### Exercise objective
Repeat the following data exactly, omitting pictures.
Top of Exercise materials
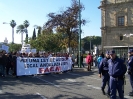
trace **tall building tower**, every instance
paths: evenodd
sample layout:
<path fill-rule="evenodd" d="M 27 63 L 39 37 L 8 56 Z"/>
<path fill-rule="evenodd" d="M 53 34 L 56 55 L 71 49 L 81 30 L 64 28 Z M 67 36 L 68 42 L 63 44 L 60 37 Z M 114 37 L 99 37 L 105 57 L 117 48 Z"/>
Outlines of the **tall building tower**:
<path fill-rule="evenodd" d="M 7 37 L 5 37 L 4 43 L 8 44 Z"/>
<path fill-rule="evenodd" d="M 102 50 L 115 49 L 122 54 L 133 47 L 133 0 L 102 0 Z"/>

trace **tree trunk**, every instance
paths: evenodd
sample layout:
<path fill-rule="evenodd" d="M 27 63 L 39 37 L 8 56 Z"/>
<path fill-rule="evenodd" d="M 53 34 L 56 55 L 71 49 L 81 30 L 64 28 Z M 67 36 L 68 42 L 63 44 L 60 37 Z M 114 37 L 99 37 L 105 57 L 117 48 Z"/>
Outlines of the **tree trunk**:
<path fill-rule="evenodd" d="M 21 32 L 21 43 L 23 45 L 23 32 Z"/>
<path fill-rule="evenodd" d="M 26 43 L 28 43 L 28 34 L 26 34 Z"/>
<path fill-rule="evenodd" d="M 26 43 L 28 43 L 28 30 L 26 28 Z"/>
<path fill-rule="evenodd" d="M 71 38 L 69 37 L 68 38 L 68 53 L 71 53 L 71 45 L 70 45 L 70 42 L 71 42 Z"/>
<path fill-rule="evenodd" d="M 12 28 L 12 43 L 14 43 L 14 28 Z"/>

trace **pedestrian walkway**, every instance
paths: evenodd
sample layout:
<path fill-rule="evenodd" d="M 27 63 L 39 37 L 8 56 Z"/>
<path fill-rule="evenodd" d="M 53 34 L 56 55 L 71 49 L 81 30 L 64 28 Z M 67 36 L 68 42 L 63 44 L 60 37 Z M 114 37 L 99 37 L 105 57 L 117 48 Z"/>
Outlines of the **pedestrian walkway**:
<path fill-rule="evenodd" d="M 95 66 L 91 67 L 92 71 L 98 71 L 98 68 Z M 78 67 L 77 65 L 74 66 L 73 71 L 88 71 L 87 70 L 87 66 L 85 65 L 85 67 Z"/>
Bottom of Exercise materials
### Solved problem
trace **tall building tower**, every instance
paths: evenodd
sample layout:
<path fill-rule="evenodd" d="M 27 63 L 39 37 L 8 56 Z"/>
<path fill-rule="evenodd" d="M 53 34 L 56 55 L 71 49 L 81 30 L 64 28 Z M 67 36 L 68 42 L 63 44 L 60 37 Z M 114 37 L 99 37 L 105 57 L 117 48 Z"/>
Outlines of the **tall building tower**:
<path fill-rule="evenodd" d="M 7 37 L 5 37 L 4 43 L 8 44 Z"/>
<path fill-rule="evenodd" d="M 102 50 L 115 49 L 122 54 L 133 47 L 133 0 L 102 0 Z"/>

trace **tree trunk**, every instance
paths: evenodd
sample layout:
<path fill-rule="evenodd" d="M 27 63 L 39 37 L 8 56 Z"/>
<path fill-rule="evenodd" d="M 53 34 L 56 55 L 71 49 L 81 30 L 64 28 Z M 67 36 L 68 42 L 63 44 L 60 37 Z M 114 37 L 99 37 L 105 57 L 117 48 Z"/>
Outlines of the **tree trunk**:
<path fill-rule="evenodd" d="M 21 32 L 21 43 L 23 45 L 23 32 Z"/>
<path fill-rule="evenodd" d="M 26 43 L 28 43 L 28 34 L 26 34 Z"/>
<path fill-rule="evenodd" d="M 26 43 L 28 43 L 28 30 L 26 28 Z"/>
<path fill-rule="evenodd" d="M 71 38 L 69 37 L 68 38 L 68 53 L 71 53 L 71 45 L 70 45 L 70 42 L 71 42 Z"/>
<path fill-rule="evenodd" d="M 12 28 L 12 43 L 14 43 L 14 28 Z"/>

trace **pedestrian walkway**, every instance
paths: evenodd
sample layout:
<path fill-rule="evenodd" d="M 27 63 L 39 37 L 8 56 Z"/>
<path fill-rule="evenodd" d="M 53 34 L 56 55 L 71 49 L 81 30 L 64 28 Z M 67 36 L 68 42 L 63 44 L 60 37 Z M 114 37 L 99 37 L 105 57 L 117 48 Z"/>
Outlines of the **pedestrian walkway**:
<path fill-rule="evenodd" d="M 95 66 L 91 67 L 92 71 L 98 71 L 98 68 Z M 78 67 L 77 65 L 74 66 L 73 71 L 88 71 L 87 70 L 87 66 L 85 65 L 85 67 Z"/>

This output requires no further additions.